■ Text shown

>> begin

By John Henry Jowett


      "He that findeth his life shall lose it; and he that loseth his life for my sake shall find it" -- Matthew 10:39.

      This is surely a very extraordinary chapter. As its contents pass before us we are possessed by feelings of ever-heightening surprise. Here is Jesus, gathering about Him a little company of twelve men. No member of the little band belongs to the ranks of power, or culture, or wealth. They are all inconspicuous, many of them unlettered, the majority of them poor; it is just a company of working men standing nervously on the borders of an unfamiliar publicity.

      And now their Master is about to send them forth to proclaim and perpetuate His ministry. With what kind of program will He inspire them? What glory of possibility will He set before them? What light will He place upon the distant horizon to cheer them in their mission? What will He say to kindle in the hearts of these timid toilers a burning and insatiable enthusiasm?

      When I turn to the program, I wonder at the oppressiveness of the shadow. I wonder that the Master uses such black colours in depicting the coming day. "Ye shall be brought before governors and kings for My sake." "Ye shall be hated of all men for My name's sake." "When they persecute you in one city, flee ye into another." "A man's foes shall be they of his own household." "He that taketh not his cross, and followeth after Me, is not worthy of Me."

      I am amazed at the almost audacious candour of the program. There is no hiding of the sharp flint, no softening of the shadow, no gilding of the cross. The hostilities bristle in naked obtrusiveness. Every garden is a prospective battlefield "I am not come to send peace, but a sword." The choice of the Christ involves a perpetual challenge to war.

      Now, if this be the program of the kingdom, what shall we do? What are we tempted to do? We are tempted to frame for ourselves a very perverted conception of the characteristics of a reasonable life. If our surrounding can be so hostile, if our difficulties can be so stupendous, if the hatred we may awake can be so intense, if we can call into being a mighty army of aliens, surely the policy dictated by a sane and healthy judgment will be this: Take the line of least resistance; keep your lips closed; go with the stream; look after yourself!

      This is the method of reasonableness! This is the policy which assures self-preservation! This is the secret of a successful and progressive life! Keep your lips closed -- the policy of silence; go with the stream -- the policy of opportunism; look after yourself -- the policy of self-aggrandizement. Such is the counsel of Mr. Worldly Wiseman, who strenuously urges upon me this threefold policy of silence, drifting, and suction, if amid all these sleeping hostilities I would attain to a roomy and successful life.

      Now, in the chapter before us the Master absolutely reverses the counsel. Not by the policy of the world shall we ever attain to self-preservation and enrichment; it is a policy which speedily and inevitably leads to impoverishment and self-destruction. The policy of the world leads to an apparent "finding"' in reality it is a terrible "losing." Along these roads the apparent finder is the loser; the apparent loser is the winner.

>> end

■ Stated exercise 1
In the sermon, how many men does Jesus gather about Him?

■ Excerpted data
>> begin

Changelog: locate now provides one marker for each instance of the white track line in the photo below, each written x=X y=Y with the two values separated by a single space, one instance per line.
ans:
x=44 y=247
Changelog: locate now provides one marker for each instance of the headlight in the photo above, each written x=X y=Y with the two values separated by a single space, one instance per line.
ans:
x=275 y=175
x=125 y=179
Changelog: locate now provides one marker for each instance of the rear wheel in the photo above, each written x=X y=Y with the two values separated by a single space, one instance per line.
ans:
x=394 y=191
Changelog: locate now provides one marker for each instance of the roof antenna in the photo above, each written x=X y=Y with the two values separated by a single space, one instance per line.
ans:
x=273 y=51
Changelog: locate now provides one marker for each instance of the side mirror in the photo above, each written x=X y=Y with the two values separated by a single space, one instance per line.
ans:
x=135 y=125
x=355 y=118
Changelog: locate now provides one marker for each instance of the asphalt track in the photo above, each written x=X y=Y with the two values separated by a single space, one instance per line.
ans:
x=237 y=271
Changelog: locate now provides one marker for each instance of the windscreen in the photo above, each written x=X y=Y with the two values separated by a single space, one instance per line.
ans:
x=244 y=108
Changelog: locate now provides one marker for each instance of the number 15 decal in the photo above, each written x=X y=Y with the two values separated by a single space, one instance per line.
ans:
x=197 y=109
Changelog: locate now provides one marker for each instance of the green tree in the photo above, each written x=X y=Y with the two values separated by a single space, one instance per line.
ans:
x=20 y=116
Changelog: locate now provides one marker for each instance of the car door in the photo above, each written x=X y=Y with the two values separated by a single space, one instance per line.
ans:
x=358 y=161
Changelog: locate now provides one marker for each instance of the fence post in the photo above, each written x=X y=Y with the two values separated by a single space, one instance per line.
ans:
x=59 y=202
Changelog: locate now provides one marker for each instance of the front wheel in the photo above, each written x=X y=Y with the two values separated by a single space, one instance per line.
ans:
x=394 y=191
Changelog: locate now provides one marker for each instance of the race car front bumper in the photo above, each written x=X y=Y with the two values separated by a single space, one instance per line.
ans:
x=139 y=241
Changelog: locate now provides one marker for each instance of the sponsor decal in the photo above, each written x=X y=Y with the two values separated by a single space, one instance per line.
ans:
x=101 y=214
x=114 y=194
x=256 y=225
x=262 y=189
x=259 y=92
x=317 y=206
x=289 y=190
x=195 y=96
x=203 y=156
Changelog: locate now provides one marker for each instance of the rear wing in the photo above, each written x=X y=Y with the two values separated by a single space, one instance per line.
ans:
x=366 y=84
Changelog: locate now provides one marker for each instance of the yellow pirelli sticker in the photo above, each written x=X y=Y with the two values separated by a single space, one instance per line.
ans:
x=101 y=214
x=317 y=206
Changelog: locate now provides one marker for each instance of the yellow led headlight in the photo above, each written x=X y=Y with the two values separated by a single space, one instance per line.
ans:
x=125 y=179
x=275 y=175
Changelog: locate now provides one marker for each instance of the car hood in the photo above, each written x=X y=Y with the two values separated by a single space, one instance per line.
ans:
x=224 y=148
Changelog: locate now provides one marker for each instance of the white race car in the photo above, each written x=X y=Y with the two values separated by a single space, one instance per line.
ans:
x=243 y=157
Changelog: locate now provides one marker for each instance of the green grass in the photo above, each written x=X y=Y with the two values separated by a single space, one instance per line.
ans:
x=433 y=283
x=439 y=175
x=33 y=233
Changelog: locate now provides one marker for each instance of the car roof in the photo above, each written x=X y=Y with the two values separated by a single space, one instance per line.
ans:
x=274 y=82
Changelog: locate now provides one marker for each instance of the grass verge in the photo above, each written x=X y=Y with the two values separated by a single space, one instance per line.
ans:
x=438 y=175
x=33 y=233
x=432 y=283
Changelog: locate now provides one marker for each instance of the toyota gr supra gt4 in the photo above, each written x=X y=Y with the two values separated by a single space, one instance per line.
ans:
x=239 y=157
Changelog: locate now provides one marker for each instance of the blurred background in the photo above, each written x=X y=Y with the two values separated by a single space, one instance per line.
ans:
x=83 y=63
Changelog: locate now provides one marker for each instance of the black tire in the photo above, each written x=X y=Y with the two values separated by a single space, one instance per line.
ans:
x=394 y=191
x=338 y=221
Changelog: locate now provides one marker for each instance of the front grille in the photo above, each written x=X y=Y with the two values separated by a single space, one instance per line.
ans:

>> end

■ Stated exercise 2
Write out the listing from its first line through the line with "x=197 y=109", replacing "Changelog" with "Update" and leaving everything else as it is.

■ Full output 1
Twelve

■ Full output 2
Update: locate now provides one marker for each instance of the white track line in the photo below, each written x=X y=Y with the two values separated by a single space, one instance per line.
ans:
x=44 y=247
Update: locate now provides one marker for each instance of the headlight in the photo above, each written x=X y=Y with the two values separated by a single space, one instance per line.
ans:
x=275 y=175
x=125 y=179
Update: locate now provides one marker for each instance of the rear wheel in the photo above, each written x=X y=Y with the two values separated by a single space, one instance per line.
ans:
x=394 y=191
Update: locate now provides one marker for each instance of the roof antenna in the photo above, each written x=X y=Y with the two values separated by a single space, one instance per line.
ans:
x=273 y=51
Update: locate now provides one marker for each instance of the side mirror in the photo above, each written x=X y=Y with the two values separated by a single space, one instance per line.
ans:
x=135 y=125
x=355 y=118
Update: locate now provides one marker for each instance of the asphalt track in the photo above, each written x=X y=Y with the two values separated by a single space, one instance per line.
ans:
x=237 y=271
Update: locate now provides one marker for each instance of the windscreen in the photo above, each written x=X y=Y with the two values separated by a single space, one instance per line.
ans:
x=244 y=108
Update: locate now provides one marker for each instance of the number 15 decal in the photo above, each written x=X y=Y with the two values separated by a single space, one instance per line.
ans:
x=197 y=109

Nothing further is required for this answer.